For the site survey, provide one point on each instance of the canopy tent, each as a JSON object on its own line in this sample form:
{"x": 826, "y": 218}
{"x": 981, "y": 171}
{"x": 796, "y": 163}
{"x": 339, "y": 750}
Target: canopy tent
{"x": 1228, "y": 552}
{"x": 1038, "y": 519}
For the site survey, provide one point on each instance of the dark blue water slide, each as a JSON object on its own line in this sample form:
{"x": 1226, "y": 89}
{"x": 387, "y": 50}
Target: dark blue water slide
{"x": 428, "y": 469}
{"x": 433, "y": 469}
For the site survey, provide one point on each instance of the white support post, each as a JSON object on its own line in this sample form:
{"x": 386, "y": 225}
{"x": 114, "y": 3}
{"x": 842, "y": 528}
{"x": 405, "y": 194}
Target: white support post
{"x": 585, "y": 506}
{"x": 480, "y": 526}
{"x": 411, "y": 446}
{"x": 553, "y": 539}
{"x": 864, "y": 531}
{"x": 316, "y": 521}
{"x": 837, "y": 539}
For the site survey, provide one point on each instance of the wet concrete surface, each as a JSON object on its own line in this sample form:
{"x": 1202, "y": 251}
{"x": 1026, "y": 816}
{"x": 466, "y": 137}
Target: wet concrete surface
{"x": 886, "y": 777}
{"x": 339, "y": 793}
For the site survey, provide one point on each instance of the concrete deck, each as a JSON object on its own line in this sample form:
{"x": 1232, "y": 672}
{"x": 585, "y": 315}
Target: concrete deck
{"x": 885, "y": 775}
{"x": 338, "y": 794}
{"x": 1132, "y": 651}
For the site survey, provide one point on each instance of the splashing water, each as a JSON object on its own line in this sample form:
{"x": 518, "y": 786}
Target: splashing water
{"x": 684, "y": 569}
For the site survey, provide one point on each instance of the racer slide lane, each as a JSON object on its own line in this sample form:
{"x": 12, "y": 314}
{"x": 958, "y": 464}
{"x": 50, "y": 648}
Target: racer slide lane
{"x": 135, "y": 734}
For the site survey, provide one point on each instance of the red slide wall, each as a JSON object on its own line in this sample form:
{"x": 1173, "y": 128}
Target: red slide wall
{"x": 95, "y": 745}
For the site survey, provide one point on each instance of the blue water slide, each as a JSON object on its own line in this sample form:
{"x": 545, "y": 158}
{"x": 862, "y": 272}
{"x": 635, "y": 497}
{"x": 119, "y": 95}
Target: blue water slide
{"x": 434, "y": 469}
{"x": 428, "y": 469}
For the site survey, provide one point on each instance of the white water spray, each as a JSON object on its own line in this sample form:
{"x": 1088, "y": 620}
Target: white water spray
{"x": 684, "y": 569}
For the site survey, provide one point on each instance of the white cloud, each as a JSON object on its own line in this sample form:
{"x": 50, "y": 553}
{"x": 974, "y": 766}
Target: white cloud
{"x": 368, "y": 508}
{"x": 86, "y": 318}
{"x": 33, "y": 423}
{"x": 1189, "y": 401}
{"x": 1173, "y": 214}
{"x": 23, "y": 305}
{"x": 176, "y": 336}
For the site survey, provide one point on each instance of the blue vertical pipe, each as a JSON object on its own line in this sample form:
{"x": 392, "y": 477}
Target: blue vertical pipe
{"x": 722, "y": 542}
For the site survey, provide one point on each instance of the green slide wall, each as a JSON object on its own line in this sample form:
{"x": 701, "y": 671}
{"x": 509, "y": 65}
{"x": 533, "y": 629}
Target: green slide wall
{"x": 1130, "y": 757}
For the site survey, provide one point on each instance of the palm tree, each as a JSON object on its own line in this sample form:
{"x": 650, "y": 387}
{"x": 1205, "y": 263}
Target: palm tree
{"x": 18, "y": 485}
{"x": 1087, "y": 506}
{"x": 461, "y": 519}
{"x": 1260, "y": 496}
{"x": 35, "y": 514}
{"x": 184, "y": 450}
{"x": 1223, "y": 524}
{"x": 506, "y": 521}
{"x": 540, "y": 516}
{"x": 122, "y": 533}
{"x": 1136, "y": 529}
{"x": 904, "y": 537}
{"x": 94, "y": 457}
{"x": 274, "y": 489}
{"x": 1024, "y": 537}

============

[TASK TO CARRY OUT]:
Please copy all of the material above word for word, keeping every line in its original order.

[EXERCISE RESULT]:
For the site survey, provide one point on each instance of the canopy tent, each as a JSON object on its own line in this sample form:
{"x": 826, "y": 218}
{"x": 981, "y": 171}
{"x": 796, "y": 163}
{"x": 339, "y": 750}
Target: canopy tent
{"x": 1228, "y": 552}
{"x": 1038, "y": 519}
For the site survey, provide one point on each instance of the dark blue water slide, each as a JSON object on its own line in this sample form:
{"x": 1226, "y": 89}
{"x": 387, "y": 50}
Target: dark blue water slide
{"x": 428, "y": 469}
{"x": 433, "y": 469}
For the site survey, provide one point on each instance of the white support post, each as a JSON object on its own line in this sample form:
{"x": 386, "y": 225}
{"x": 114, "y": 3}
{"x": 842, "y": 528}
{"x": 405, "y": 194}
Target: white support post
{"x": 585, "y": 506}
{"x": 480, "y": 526}
{"x": 411, "y": 446}
{"x": 553, "y": 539}
{"x": 864, "y": 531}
{"x": 316, "y": 521}
{"x": 837, "y": 539}
For the site survey, provide one point on each instance of the wet concrete surface, each as a JSON object on its own line in this sample form:
{"x": 1202, "y": 251}
{"x": 1026, "y": 816}
{"x": 466, "y": 137}
Target: wet concrete surface
{"x": 886, "y": 777}
{"x": 339, "y": 793}
For the site survey, provide one point on each instance of the concrete deck, each as a JSON object on its own line in this sample form:
{"x": 1232, "y": 672}
{"x": 585, "y": 315}
Target: concrete deck
{"x": 885, "y": 775}
{"x": 338, "y": 794}
{"x": 1132, "y": 651}
For the site survey, provide one point on each instance of the splashing water, each as a JSON object on its own line in this sample form:
{"x": 518, "y": 786}
Target: splashing water
{"x": 684, "y": 569}
For the site survey, provide one point on each instance of the racer slide lane, each as a JSON object on its own line in this sample form:
{"x": 12, "y": 314}
{"x": 958, "y": 464}
{"x": 50, "y": 648}
Target: racer slide lane
{"x": 135, "y": 734}
For the site survey, provide one point on each instance of the red slide wall, each as a JSON object on its own line in this sample form:
{"x": 1173, "y": 128}
Target: red slide wall
{"x": 95, "y": 745}
For the site survey, provide one point on each instance of the blue water slide, each as a JSON object on its own line in this sample form:
{"x": 545, "y": 158}
{"x": 862, "y": 272}
{"x": 635, "y": 497}
{"x": 119, "y": 95}
Target: blue water slide
{"x": 434, "y": 469}
{"x": 428, "y": 469}
For the site survey, provide one point on each instance of the white water spray, each as a JSON object on its own line in this sample form:
{"x": 1088, "y": 620}
Target: white water spray
{"x": 684, "y": 569}
For the site survey, provide one point on each instance of the white cloud, each as a JSON object on its own line in this sample form:
{"x": 50, "y": 553}
{"x": 974, "y": 766}
Target: white cloud
{"x": 368, "y": 508}
{"x": 86, "y": 318}
{"x": 33, "y": 423}
{"x": 1189, "y": 401}
{"x": 1173, "y": 214}
{"x": 23, "y": 305}
{"x": 176, "y": 336}
For the site survey, provide one point on each instance of the blue vertical pipe, each as a JSON object on its own line in this sample form:
{"x": 392, "y": 477}
Target: blue vertical pipe
{"x": 722, "y": 542}
For the site survey, provide one point on each instance of the green slide wall, each as a JSON object on its own line in this sample form:
{"x": 701, "y": 671}
{"x": 509, "y": 65}
{"x": 533, "y": 629}
Target: green slide wall
{"x": 1130, "y": 757}
For the site survey, provide one point on each instance of the palm tree, each as a JSON object on its own line in this sample form:
{"x": 650, "y": 387}
{"x": 1205, "y": 263}
Target: palm tree
{"x": 18, "y": 485}
{"x": 1087, "y": 506}
{"x": 461, "y": 519}
{"x": 1260, "y": 496}
{"x": 35, "y": 514}
{"x": 184, "y": 450}
{"x": 1223, "y": 524}
{"x": 506, "y": 521}
{"x": 540, "y": 516}
{"x": 122, "y": 533}
{"x": 1136, "y": 529}
{"x": 904, "y": 537}
{"x": 94, "y": 457}
{"x": 274, "y": 489}
{"x": 1024, "y": 537}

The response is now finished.